To be done:
- A) List every shell variable that receives a value in the marketing agent script.
- B) Find each line of the records that contains the string "food", and copy those lines out in full. Matching is case-sensitive.

::: Provided passage :::

Copy this, swap in your templates and segment filters, and you have a working marketing agent. The fatigue and simulate checks mean it's safe to run on a cron without worrying about over-sending.

#!/usr/bin/env bash
# marketing-agent.sh — Trial onboarding workflow for a marketing agent

set -euo pipefail

CONTACT="maria@startup.io"
JOURNEY="jrn_abc123"
MAILBOX="marketing-agent"
TEMPLATE="trial-stalled-nudge"

# 1. Check fatigue
FATIGUE=$(molted analytics fatigue --contact "$CONTACT")
REC=$(echo "$FATIGUE" | jq -r '.recommendation')
if [ "$REC" = "stop_sending" ]; then
  echo "Fatigue limit reached — skipping" >&2
  exit 0
fi

# 2. Simulate the send
SIM=$(molted send simulate \
  --to "$CONTACT" \
  --template "$TEMPLATE" \
  --mailbox "$MAILBOX")
STATUS=$(echo "$SIM" | jq -r '.status')

::: Material supplied :::

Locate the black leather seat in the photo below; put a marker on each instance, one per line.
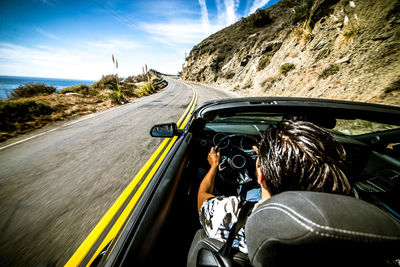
(311, 229)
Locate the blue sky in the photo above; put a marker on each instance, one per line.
(75, 39)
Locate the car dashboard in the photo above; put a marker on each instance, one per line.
(373, 175)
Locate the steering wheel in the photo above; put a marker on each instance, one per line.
(233, 168)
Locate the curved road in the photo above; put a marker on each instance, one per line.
(57, 184)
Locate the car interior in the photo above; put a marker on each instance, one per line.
(372, 167)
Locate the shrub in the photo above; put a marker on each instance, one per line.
(263, 63)
(146, 89)
(21, 111)
(302, 12)
(285, 68)
(32, 89)
(260, 19)
(332, 69)
(79, 89)
(394, 86)
(106, 82)
(117, 97)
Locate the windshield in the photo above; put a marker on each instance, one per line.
(341, 126)
(359, 127)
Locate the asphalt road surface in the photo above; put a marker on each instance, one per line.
(57, 183)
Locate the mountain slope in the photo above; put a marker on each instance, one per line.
(323, 48)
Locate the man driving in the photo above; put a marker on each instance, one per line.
(294, 155)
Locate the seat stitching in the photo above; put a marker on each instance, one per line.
(292, 214)
(213, 246)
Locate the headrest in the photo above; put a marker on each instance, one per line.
(322, 229)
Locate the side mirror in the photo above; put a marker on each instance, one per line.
(165, 130)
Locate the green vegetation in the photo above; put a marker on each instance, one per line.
(351, 30)
(394, 86)
(285, 68)
(41, 105)
(146, 89)
(12, 112)
(32, 89)
(331, 70)
(264, 62)
(260, 19)
(82, 89)
(106, 82)
(302, 12)
(117, 97)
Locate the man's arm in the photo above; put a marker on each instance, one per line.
(207, 185)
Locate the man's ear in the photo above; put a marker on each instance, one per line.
(260, 176)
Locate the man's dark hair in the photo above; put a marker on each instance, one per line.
(298, 155)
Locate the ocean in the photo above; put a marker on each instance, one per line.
(9, 83)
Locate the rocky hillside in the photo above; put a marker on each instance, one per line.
(323, 48)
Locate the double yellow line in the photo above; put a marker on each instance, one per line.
(82, 254)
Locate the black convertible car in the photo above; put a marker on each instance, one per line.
(299, 227)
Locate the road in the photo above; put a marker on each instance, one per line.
(56, 184)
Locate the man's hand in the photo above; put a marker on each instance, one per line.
(207, 185)
(214, 157)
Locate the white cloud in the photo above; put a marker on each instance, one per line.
(258, 4)
(177, 33)
(227, 11)
(204, 15)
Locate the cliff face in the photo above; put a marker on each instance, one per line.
(323, 48)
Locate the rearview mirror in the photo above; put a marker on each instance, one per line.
(165, 130)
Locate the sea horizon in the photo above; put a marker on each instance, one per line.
(9, 83)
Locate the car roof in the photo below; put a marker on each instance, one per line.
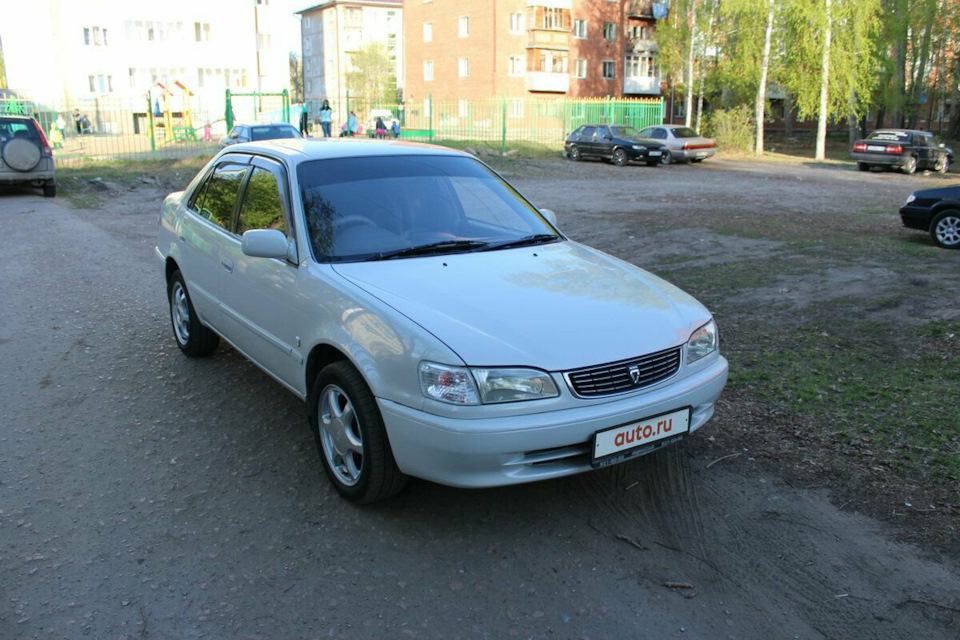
(303, 149)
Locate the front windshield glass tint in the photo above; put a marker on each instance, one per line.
(625, 132)
(365, 208)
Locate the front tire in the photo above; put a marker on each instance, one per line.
(194, 339)
(945, 229)
(351, 438)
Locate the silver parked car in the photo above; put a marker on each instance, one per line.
(435, 322)
(683, 144)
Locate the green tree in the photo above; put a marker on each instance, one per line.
(372, 74)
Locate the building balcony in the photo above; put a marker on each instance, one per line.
(642, 44)
(548, 39)
(547, 81)
(645, 85)
(640, 9)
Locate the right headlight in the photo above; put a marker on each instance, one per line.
(703, 342)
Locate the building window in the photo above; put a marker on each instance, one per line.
(95, 36)
(552, 18)
(580, 68)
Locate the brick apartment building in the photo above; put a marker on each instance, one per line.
(463, 49)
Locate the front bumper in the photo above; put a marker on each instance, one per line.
(508, 450)
(878, 159)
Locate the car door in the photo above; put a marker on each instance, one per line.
(604, 142)
(204, 229)
(257, 294)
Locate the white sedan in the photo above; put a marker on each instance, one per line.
(435, 322)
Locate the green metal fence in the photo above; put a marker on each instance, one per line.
(189, 127)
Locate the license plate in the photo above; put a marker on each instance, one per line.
(617, 444)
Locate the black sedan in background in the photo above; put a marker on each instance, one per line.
(906, 149)
(936, 211)
(617, 143)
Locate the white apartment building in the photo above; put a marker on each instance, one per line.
(333, 30)
(71, 54)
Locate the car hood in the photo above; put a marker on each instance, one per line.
(940, 193)
(556, 307)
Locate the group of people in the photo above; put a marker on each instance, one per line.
(350, 128)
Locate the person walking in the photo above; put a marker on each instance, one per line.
(304, 118)
(326, 116)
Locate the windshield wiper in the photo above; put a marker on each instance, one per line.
(526, 241)
(434, 248)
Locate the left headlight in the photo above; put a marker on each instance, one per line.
(472, 386)
(703, 342)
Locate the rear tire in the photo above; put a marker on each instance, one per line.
(945, 229)
(351, 438)
(194, 339)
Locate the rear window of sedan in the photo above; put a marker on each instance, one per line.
(361, 208)
(273, 132)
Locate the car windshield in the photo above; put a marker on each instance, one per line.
(272, 132)
(625, 132)
(379, 208)
(685, 132)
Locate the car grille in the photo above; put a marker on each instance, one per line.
(608, 379)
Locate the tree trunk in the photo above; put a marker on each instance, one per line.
(693, 38)
(761, 102)
(821, 152)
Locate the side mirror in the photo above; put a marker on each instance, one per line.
(267, 243)
(550, 216)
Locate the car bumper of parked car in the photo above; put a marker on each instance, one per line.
(499, 451)
(684, 155)
(914, 218)
(878, 159)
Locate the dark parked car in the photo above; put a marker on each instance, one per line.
(254, 132)
(904, 148)
(25, 154)
(617, 143)
(936, 211)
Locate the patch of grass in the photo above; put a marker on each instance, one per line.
(899, 412)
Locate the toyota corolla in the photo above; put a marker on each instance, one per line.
(436, 323)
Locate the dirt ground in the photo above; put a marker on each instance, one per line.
(146, 495)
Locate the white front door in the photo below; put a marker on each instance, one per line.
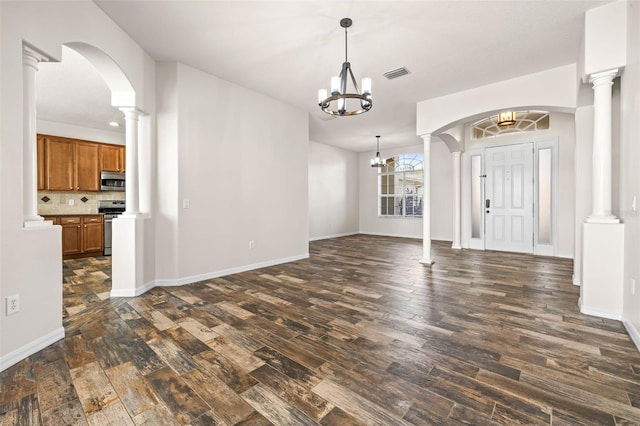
(509, 198)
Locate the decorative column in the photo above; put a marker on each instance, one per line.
(601, 167)
(132, 197)
(602, 287)
(457, 190)
(426, 203)
(30, 60)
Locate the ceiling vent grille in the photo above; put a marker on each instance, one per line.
(398, 72)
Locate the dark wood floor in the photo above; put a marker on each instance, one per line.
(359, 334)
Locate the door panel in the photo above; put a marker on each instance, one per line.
(509, 189)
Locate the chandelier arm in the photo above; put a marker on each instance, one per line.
(345, 45)
(346, 69)
(353, 79)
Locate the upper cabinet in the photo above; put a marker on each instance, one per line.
(66, 164)
(60, 159)
(112, 158)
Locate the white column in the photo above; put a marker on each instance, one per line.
(426, 203)
(601, 166)
(457, 190)
(30, 60)
(132, 196)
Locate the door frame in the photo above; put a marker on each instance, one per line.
(478, 242)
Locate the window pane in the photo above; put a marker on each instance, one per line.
(544, 196)
(401, 185)
(476, 196)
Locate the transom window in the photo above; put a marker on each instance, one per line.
(525, 121)
(400, 186)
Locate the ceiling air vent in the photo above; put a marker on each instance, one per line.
(398, 72)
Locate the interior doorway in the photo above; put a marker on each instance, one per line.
(509, 198)
(513, 198)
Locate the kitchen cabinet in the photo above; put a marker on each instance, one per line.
(82, 235)
(66, 164)
(92, 234)
(60, 157)
(112, 158)
(71, 235)
(87, 168)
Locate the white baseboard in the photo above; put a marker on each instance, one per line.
(30, 348)
(633, 333)
(326, 237)
(599, 313)
(392, 235)
(224, 272)
(137, 292)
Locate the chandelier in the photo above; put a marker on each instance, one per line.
(339, 102)
(377, 161)
(506, 118)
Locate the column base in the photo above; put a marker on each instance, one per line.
(602, 219)
(602, 286)
(127, 259)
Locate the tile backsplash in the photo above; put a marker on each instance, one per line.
(59, 202)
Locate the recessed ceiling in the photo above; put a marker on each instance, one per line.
(290, 49)
(72, 92)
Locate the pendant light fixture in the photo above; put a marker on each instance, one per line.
(339, 102)
(506, 118)
(377, 161)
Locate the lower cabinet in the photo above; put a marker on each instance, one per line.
(82, 236)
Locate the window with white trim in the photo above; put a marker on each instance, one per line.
(401, 186)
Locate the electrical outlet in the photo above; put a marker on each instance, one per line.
(13, 304)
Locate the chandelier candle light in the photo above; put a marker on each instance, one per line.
(506, 118)
(377, 161)
(336, 103)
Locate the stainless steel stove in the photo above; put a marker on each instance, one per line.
(110, 209)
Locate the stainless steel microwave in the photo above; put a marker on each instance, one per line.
(112, 181)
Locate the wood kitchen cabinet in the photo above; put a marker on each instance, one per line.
(59, 164)
(92, 234)
(112, 158)
(71, 235)
(82, 235)
(66, 164)
(87, 167)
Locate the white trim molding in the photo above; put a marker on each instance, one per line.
(326, 237)
(203, 277)
(31, 348)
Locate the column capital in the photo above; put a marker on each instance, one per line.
(31, 56)
(604, 77)
(130, 112)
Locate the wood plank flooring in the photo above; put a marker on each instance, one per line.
(358, 334)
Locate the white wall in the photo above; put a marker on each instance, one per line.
(561, 128)
(630, 172)
(79, 132)
(441, 196)
(30, 262)
(333, 191)
(242, 161)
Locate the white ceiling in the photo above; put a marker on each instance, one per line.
(288, 50)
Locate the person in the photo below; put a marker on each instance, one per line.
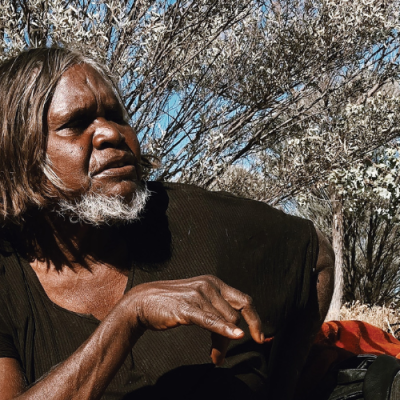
(97, 266)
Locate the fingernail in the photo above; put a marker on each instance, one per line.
(237, 332)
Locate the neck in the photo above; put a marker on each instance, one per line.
(76, 245)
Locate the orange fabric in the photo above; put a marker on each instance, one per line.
(358, 337)
(337, 341)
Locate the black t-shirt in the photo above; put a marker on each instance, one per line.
(185, 231)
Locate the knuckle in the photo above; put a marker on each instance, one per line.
(233, 317)
(247, 301)
(211, 320)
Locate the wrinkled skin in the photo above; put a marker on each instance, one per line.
(93, 149)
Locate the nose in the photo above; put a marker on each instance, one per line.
(107, 134)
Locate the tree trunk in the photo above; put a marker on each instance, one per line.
(337, 244)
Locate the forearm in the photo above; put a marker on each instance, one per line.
(88, 371)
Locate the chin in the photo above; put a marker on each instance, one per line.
(100, 208)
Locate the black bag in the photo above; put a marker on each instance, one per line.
(362, 377)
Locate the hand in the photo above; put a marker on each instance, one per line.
(205, 301)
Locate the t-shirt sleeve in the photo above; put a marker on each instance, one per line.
(7, 347)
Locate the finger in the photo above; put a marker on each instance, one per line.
(244, 303)
(214, 322)
(219, 347)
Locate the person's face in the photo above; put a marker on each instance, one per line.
(90, 146)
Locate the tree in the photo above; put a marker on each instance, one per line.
(371, 216)
(288, 88)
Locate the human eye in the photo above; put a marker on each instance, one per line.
(75, 125)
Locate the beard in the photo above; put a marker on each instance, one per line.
(98, 209)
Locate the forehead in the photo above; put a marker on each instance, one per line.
(81, 86)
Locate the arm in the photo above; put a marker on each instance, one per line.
(204, 301)
(292, 345)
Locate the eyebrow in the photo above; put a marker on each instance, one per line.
(66, 116)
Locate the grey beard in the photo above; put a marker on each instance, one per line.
(97, 209)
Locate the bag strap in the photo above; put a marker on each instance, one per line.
(379, 378)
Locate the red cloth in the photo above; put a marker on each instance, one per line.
(339, 340)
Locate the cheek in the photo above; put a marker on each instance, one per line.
(70, 163)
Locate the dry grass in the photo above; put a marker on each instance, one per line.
(385, 318)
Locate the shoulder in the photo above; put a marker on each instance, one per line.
(189, 199)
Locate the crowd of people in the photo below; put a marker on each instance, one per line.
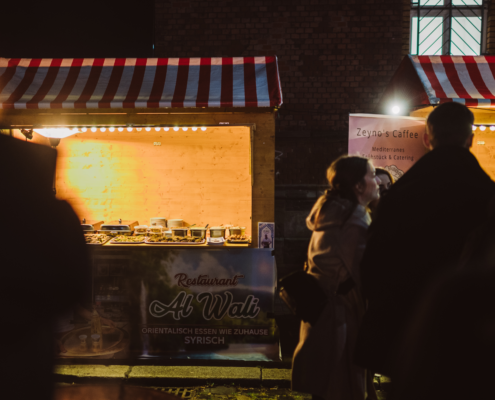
(407, 268)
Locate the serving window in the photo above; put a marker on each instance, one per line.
(201, 176)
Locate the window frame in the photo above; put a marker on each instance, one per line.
(447, 11)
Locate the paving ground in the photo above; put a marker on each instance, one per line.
(223, 392)
(196, 383)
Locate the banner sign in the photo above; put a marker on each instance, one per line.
(205, 304)
(393, 143)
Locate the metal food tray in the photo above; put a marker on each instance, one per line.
(98, 244)
(112, 242)
(177, 243)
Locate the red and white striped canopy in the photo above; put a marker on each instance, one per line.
(468, 79)
(139, 83)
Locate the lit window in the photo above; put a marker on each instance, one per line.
(448, 27)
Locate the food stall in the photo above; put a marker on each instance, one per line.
(422, 82)
(173, 161)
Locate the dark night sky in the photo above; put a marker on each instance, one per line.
(71, 28)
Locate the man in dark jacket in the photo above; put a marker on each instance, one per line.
(419, 232)
(44, 266)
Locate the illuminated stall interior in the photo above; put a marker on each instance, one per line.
(190, 139)
(199, 174)
(421, 82)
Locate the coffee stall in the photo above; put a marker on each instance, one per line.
(144, 143)
(422, 82)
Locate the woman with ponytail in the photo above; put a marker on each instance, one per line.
(323, 360)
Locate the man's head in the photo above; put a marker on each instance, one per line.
(449, 124)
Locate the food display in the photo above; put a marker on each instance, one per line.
(237, 230)
(122, 239)
(161, 221)
(96, 239)
(217, 231)
(175, 223)
(141, 230)
(160, 239)
(198, 231)
(119, 228)
(239, 239)
(156, 229)
(182, 232)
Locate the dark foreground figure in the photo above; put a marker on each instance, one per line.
(44, 266)
(419, 232)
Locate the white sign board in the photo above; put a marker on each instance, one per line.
(393, 143)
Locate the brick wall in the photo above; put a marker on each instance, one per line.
(335, 58)
(490, 29)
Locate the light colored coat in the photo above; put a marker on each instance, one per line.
(322, 363)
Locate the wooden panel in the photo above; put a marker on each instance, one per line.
(202, 177)
(484, 150)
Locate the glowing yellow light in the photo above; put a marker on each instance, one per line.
(56, 133)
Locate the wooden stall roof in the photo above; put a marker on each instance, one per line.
(150, 83)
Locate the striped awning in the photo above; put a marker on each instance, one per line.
(464, 79)
(139, 83)
(429, 80)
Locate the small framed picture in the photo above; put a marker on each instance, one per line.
(266, 235)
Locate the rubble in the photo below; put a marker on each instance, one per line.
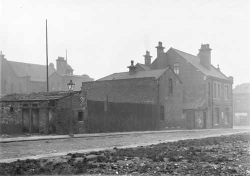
(225, 155)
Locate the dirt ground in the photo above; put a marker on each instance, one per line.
(43, 147)
(225, 155)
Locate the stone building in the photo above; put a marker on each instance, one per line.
(43, 113)
(161, 88)
(241, 96)
(19, 77)
(207, 92)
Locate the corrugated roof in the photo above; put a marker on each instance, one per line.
(139, 74)
(194, 104)
(145, 67)
(243, 88)
(40, 96)
(35, 71)
(195, 61)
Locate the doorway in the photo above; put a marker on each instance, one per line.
(190, 119)
(204, 119)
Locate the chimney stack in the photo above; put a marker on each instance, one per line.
(147, 58)
(205, 55)
(132, 68)
(160, 49)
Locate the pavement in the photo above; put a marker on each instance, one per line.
(54, 137)
(209, 133)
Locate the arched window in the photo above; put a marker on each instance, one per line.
(162, 116)
(170, 85)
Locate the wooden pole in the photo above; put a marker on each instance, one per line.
(47, 58)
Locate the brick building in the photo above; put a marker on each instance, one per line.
(241, 96)
(19, 77)
(161, 88)
(207, 92)
(44, 113)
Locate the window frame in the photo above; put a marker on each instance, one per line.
(162, 113)
(227, 115)
(217, 115)
(82, 116)
(226, 93)
(170, 86)
(176, 67)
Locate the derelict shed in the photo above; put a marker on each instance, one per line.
(44, 112)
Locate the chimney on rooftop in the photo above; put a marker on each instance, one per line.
(160, 49)
(147, 58)
(205, 55)
(132, 68)
(61, 65)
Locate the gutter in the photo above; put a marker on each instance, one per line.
(158, 105)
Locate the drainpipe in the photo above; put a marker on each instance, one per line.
(212, 104)
(158, 105)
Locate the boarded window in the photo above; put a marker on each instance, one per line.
(227, 115)
(214, 91)
(176, 68)
(80, 116)
(226, 92)
(217, 116)
(162, 117)
(11, 109)
(218, 86)
(170, 88)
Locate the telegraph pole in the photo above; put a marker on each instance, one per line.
(47, 66)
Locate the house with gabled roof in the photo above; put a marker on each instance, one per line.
(207, 92)
(241, 99)
(20, 77)
(161, 88)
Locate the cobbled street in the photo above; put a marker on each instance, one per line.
(42, 147)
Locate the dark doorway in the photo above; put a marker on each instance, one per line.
(35, 120)
(190, 119)
(26, 120)
(205, 119)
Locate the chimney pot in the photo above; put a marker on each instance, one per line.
(205, 55)
(160, 49)
(147, 58)
(132, 68)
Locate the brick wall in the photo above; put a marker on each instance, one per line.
(10, 122)
(172, 102)
(143, 90)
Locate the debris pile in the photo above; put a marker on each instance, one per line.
(225, 155)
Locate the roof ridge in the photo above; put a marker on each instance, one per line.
(184, 52)
(26, 63)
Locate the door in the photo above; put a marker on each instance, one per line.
(190, 119)
(35, 120)
(204, 119)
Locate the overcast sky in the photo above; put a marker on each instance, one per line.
(103, 36)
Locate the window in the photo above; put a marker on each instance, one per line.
(218, 87)
(226, 92)
(217, 90)
(214, 92)
(80, 116)
(162, 117)
(176, 68)
(217, 116)
(11, 109)
(170, 84)
(226, 115)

:::

Outputs by task:
- A)
CONTACT
JOURNEY
MAILBOX
TEMPLATE
FATIGUE
REC
SIM
STATUS

- B)
Locate the metal food tray in the photo above; put a marker on each instance, one per line.
Locate the food stall in the photo above; put a marker on each instance, one per line.
Locate the food display in the photo above; put a marker on each instance, one per line.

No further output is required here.